▸ WORK ITEM
Would you give the entries again word for word, with no pictures in the copy?

▸ Stored data entries
((

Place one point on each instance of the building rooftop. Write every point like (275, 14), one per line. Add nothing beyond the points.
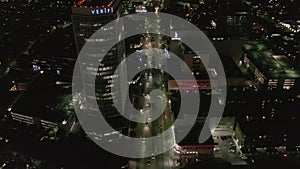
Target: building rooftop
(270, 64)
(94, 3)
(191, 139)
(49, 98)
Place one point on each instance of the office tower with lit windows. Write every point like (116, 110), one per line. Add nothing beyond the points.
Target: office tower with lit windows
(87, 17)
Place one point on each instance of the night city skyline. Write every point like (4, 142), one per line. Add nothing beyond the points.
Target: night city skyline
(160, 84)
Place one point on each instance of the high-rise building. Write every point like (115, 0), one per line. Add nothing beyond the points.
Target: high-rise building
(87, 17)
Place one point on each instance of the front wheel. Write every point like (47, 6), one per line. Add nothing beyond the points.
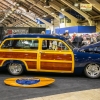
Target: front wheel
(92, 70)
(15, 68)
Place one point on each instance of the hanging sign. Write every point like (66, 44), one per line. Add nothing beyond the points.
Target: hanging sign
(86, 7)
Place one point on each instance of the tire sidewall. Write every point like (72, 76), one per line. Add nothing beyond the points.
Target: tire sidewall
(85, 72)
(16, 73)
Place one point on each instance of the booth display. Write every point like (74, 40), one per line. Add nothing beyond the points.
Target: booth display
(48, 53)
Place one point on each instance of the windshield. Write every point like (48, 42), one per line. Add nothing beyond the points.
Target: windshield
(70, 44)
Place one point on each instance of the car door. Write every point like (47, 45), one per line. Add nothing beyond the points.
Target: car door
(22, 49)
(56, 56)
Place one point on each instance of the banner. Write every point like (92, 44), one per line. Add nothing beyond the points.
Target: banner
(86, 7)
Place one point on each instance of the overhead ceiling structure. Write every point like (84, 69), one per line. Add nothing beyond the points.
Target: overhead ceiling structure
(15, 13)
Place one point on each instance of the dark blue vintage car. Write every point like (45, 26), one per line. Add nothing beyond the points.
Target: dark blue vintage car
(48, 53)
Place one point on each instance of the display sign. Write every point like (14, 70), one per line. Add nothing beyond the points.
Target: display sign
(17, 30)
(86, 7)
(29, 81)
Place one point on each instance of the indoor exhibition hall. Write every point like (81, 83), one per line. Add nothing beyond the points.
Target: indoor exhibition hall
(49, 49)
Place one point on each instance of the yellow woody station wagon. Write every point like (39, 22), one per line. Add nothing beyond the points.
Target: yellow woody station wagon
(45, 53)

))

▸ ANSWER TO THE EXERCISE
Place one point on each instance of the building rooftop. Write every point like (275, 14), one per line. Add nothing beyond the points.
Target: building rooftop
(270, 64)
(94, 3)
(191, 139)
(49, 98)
Place one point on each instance of the office tower with lit windows. Write every point like (116, 110), one per line. Add nothing beyond the points.
Target: office tower with lit windows
(87, 17)
Place one point on each instance of the night city skyline. Write every point like (4, 142), one per line. Add nothing beyond the points.
Target: night city skyline
(160, 84)
Place one point on each instance of the high-rise building. Write every point like (115, 0), one per line. Add nothing beyond the points.
Target: high-rise building
(87, 17)
Place one point on each instance of the front wheel. Write every point like (47, 6), one per line. Add nothing beyond the points.
Target: front wheel
(92, 70)
(15, 68)
Place one point on each instance of the hanging sign. Write every point like (66, 44), one per line. Add nothing beyond the points.
Target: hanging sign
(86, 7)
Place one point on each instance of the tire sidewall. Write every point like (72, 76), one per line. Add nothing beyond the points.
Target: tire sidewall
(85, 72)
(16, 73)
Place one point on each instance of the booth display. Write every point like (74, 40), one per line. Add nothing beyond the points.
Target: booth display
(48, 53)
Place one point on each instance of the windshield. Write every point like (48, 42), one per line. Add nothing beyond the points.
Target: windshield
(70, 44)
Place one point on each instance of the car door. Write every point like (47, 45), one per line. Add nothing beyond the points.
Target: car door
(22, 49)
(56, 56)
Place one point on each instance of the banner. Write every point like (92, 44), one per line. Add nothing beyond the points.
Target: banner
(86, 7)
Place one point on each instance of the overhead ceiling structure. Write every point like (84, 69), one per line. Add nothing beyond the points.
Target: overhead ceiling structure
(15, 13)
Place one point on each instance of the dark blue vintage car. Write every point like (45, 26), one per line. Add nothing beyond the points.
Target: dark blue vintage car
(48, 53)
Place one point on each instance of the display sign. Write every point like (14, 70), one per line. Add nothing beyond the points.
Target: display sign
(17, 30)
(86, 7)
(29, 81)
Place one point on each instance of the indoor exhibition hall. Write every point like (81, 83), one per line. Add nothing beyond the points.
Target: indoor exhibition hall
(49, 49)
Place one point on each instance of the yellow woody station wagon. Write every point like (39, 22), one per line. Add nothing beyond the points.
Target: yellow woody station wagon
(45, 53)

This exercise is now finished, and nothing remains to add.